## What you need to do
Output the full listing exactly.

## Extracted entries
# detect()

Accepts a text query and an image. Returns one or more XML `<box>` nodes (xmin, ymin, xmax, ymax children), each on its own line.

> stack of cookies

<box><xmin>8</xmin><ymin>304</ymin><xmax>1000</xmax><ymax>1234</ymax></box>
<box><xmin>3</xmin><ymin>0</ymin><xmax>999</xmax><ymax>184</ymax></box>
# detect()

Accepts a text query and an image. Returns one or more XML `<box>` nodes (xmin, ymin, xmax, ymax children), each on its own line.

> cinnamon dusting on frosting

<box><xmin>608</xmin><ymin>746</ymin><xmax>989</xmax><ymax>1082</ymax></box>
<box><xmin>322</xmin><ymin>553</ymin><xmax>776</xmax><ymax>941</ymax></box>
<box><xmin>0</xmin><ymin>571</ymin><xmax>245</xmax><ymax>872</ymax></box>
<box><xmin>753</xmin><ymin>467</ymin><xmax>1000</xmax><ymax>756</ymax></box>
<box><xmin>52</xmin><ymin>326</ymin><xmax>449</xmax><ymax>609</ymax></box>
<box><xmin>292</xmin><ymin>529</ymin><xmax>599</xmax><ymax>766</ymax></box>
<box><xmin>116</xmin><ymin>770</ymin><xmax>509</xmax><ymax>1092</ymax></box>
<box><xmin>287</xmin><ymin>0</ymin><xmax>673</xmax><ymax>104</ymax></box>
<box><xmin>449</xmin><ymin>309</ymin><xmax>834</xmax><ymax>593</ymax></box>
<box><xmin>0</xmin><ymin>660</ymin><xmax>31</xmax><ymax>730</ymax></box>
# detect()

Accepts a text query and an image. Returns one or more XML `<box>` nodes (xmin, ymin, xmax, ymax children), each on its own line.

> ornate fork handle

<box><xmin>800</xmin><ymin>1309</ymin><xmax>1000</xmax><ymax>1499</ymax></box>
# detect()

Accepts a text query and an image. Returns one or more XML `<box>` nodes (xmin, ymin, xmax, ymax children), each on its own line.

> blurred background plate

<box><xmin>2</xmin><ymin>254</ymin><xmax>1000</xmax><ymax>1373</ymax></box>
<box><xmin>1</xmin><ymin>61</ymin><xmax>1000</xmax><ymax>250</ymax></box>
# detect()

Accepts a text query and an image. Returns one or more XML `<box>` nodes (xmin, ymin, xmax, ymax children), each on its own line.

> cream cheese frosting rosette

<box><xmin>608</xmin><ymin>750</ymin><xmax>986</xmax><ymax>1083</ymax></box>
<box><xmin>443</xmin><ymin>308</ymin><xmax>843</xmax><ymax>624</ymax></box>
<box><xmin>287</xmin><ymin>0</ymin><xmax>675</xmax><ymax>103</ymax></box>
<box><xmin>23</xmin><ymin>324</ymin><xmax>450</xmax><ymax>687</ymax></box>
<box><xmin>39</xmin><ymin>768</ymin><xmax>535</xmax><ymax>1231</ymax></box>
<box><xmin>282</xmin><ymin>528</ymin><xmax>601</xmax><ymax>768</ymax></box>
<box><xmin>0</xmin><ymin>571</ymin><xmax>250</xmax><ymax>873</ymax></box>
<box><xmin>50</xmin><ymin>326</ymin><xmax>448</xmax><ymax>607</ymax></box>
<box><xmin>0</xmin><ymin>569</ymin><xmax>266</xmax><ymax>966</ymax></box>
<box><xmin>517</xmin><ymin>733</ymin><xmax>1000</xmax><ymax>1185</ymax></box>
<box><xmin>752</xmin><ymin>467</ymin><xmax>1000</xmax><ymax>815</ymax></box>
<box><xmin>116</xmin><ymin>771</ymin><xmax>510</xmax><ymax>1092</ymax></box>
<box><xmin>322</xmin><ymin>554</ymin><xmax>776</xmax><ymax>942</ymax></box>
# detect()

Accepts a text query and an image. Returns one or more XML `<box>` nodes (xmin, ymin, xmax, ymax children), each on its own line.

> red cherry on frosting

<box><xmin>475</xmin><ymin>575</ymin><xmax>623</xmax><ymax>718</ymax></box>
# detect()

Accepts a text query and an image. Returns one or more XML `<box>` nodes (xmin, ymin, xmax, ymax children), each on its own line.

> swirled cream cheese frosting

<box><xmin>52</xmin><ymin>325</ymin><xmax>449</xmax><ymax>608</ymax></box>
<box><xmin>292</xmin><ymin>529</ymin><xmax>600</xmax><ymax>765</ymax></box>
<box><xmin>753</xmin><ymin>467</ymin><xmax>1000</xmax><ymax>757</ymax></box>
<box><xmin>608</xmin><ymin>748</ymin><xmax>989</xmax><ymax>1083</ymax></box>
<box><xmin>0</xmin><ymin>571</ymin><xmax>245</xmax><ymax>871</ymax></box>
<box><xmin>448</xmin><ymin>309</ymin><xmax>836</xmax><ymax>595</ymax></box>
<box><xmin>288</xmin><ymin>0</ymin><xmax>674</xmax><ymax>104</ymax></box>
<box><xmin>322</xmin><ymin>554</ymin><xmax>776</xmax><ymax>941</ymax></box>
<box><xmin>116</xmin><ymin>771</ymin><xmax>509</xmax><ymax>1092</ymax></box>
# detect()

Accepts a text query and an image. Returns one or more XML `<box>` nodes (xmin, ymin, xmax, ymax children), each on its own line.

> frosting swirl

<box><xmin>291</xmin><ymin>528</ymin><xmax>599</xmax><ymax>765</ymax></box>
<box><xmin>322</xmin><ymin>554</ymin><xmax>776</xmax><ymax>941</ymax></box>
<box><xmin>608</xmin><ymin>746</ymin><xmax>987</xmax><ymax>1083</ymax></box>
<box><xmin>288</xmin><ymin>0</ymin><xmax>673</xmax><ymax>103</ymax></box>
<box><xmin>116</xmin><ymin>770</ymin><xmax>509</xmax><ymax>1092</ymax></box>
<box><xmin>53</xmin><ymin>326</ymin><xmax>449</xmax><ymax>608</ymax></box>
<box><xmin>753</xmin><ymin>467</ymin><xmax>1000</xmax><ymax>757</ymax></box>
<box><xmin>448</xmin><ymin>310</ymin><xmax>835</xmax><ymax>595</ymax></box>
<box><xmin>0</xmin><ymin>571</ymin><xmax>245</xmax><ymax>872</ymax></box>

## Solution for this problem
# detect()

Accepts a text query and an image. Returns one or more XML `<box>` nodes (xmin, ymin, xmax, ymax children), each on its own line.

> stack of cookies

<box><xmin>8</xmin><ymin>304</ymin><xmax>1000</xmax><ymax>1234</ymax></box>
<box><xmin>3</xmin><ymin>0</ymin><xmax>999</xmax><ymax>184</ymax></box>
# detect()

Accepts a text query and an image. Returns one or more XML `<box>` nodes (xmin, ymin, xmax, ymax children), each on its own line.

> cinnamon dusting on frosting

<box><xmin>608</xmin><ymin>746</ymin><xmax>989</xmax><ymax>1082</ymax></box>
<box><xmin>322</xmin><ymin>553</ymin><xmax>776</xmax><ymax>941</ymax></box>
<box><xmin>0</xmin><ymin>571</ymin><xmax>245</xmax><ymax>872</ymax></box>
<box><xmin>753</xmin><ymin>467</ymin><xmax>1000</xmax><ymax>756</ymax></box>
<box><xmin>52</xmin><ymin>326</ymin><xmax>449</xmax><ymax>609</ymax></box>
<box><xmin>292</xmin><ymin>529</ymin><xmax>599</xmax><ymax>766</ymax></box>
<box><xmin>116</xmin><ymin>770</ymin><xmax>509</xmax><ymax>1092</ymax></box>
<box><xmin>287</xmin><ymin>0</ymin><xmax>673</xmax><ymax>104</ymax></box>
<box><xmin>449</xmin><ymin>309</ymin><xmax>834</xmax><ymax>593</ymax></box>
<box><xmin>0</xmin><ymin>660</ymin><xmax>31</xmax><ymax>730</ymax></box>
# detect()

Accepts a text query and an image. Returns one or more XML `<box>` nodes (xmin, ymin, xmax, ymax children), each on its own line.

> ornate fork handle

<box><xmin>800</xmin><ymin>1309</ymin><xmax>1000</xmax><ymax>1499</ymax></box>
# detect()

Accepts a text query and an image. Returns one or more XML `<box>` nodes (xmin, ymin, xmax, ymax children), each on its own line.

> blurred background plate

<box><xmin>2</xmin><ymin>254</ymin><xmax>1000</xmax><ymax>1373</ymax></box>
<box><xmin>1</xmin><ymin>61</ymin><xmax>1000</xmax><ymax>250</ymax></box>
# detect()

Accepts a text query and an image. Returns one or more XML `<box>` nodes (xmin, ymin, xmax, ymax children), each on its own line.

> cream cheese frosting rosette

<box><xmin>608</xmin><ymin>750</ymin><xmax>986</xmax><ymax>1083</ymax></box>
<box><xmin>443</xmin><ymin>308</ymin><xmax>843</xmax><ymax>624</ymax></box>
<box><xmin>287</xmin><ymin>0</ymin><xmax>675</xmax><ymax>103</ymax></box>
<box><xmin>23</xmin><ymin>324</ymin><xmax>450</xmax><ymax>687</ymax></box>
<box><xmin>39</xmin><ymin>768</ymin><xmax>535</xmax><ymax>1231</ymax></box>
<box><xmin>282</xmin><ymin>528</ymin><xmax>601</xmax><ymax>768</ymax></box>
<box><xmin>0</xmin><ymin>571</ymin><xmax>250</xmax><ymax>873</ymax></box>
<box><xmin>50</xmin><ymin>326</ymin><xmax>448</xmax><ymax>607</ymax></box>
<box><xmin>0</xmin><ymin>569</ymin><xmax>266</xmax><ymax>966</ymax></box>
<box><xmin>517</xmin><ymin>733</ymin><xmax>1000</xmax><ymax>1185</ymax></box>
<box><xmin>752</xmin><ymin>467</ymin><xmax>1000</xmax><ymax>815</ymax></box>
<box><xmin>116</xmin><ymin>771</ymin><xmax>510</xmax><ymax>1092</ymax></box>
<box><xmin>322</xmin><ymin>554</ymin><xmax>776</xmax><ymax>942</ymax></box>
# detect()

Accepts a text query and an image. Returns one or more XML `<box>` nodes (xmin, ymin, xmax, ymax children), each on its own line.

> red cherry on frosting

<box><xmin>475</xmin><ymin>575</ymin><xmax>623</xmax><ymax>718</ymax></box>
# detect()

Accepts a text query and an image. Returns one or more XML `<box>` nodes (xmin, ymin, xmax, ymax children), each on its own line.

> swirled cream cheese frosting

<box><xmin>52</xmin><ymin>325</ymin><xmax>449</xmax><ymax>608</ymax></box>
<box><xmin>292</xmin><ymin>529</ymin><xmax>600</xmax><ymax>765</ymax></box>
<box><xmin>753</xmin><ymin>467</ymin><xmax>1000</xmax><ymax>757</ymax></box>
<box><xmin>608</xmin><ymin>748</ymin><xmax>989</xmax><ymax>1083</ymax></box>
<box><xmin>0</xmin><ymin>571</ymin><xmax>245</xmax><ymax>871</ymax></box>
<box><xmin>448</xmin><ymin>309</ymin><xmax>836</xmax><ymax>595</ymax></box>
<box><xmin>288</xmin><ymin>0</ymin><xmax>674</xmax><ymax>104</ymax></box>
<box><xmin>322</xmin><ymin>554</ymin><xmax>776</xmax><ymax>941</ymax></box>
<box><xmin>116</xmin><ymin>771</ymin><xmax>509</xmax><ymax>1092</ymax></box>
# detect()

Accepts a text query and an image. Returns one or more XML `<box>` nodes (xmin, ymin, xmax, ymax children), each on its own line.

> frosting swirl

<box><xmin>291</xmin><ymin>528</ymin><xmax>599</xmax><ymax>765</ymax></box>
<box><xmin>322</xmin><ymin>554</ymin><xmax>776</xmax><ymax>941</ymax></box>
<box><xmin>608</xmin><ymin>746</ymin><xmax>987</xmax><ymax>1083</ymax></box>
<box><xmin>288</xmin><ymin>0</ymin><xmax>673</xmax><ymax>103</ymax></box>
<box><xmin>116</xmin><ymin>770</ymin><xmax>509</xmax><ymax>1092</ymax></box>
<box><xmin>53</xmin><ymin>326</ymin><xmax>449</xmax><ymax>608</ymax></box>
<box><xmin>753</xmin><ymin>467</ymin><xmax>1000</xmax><ymax>757</ymax></box>
<box><xmin>448</xmin><ymin>310</ymin><xmax>835</xmax><ymax>595</ymax></box>
<box><xmin>0</xmin><ymin>571</ymin><xmax>245</xmax><ymax>872</ymax></box>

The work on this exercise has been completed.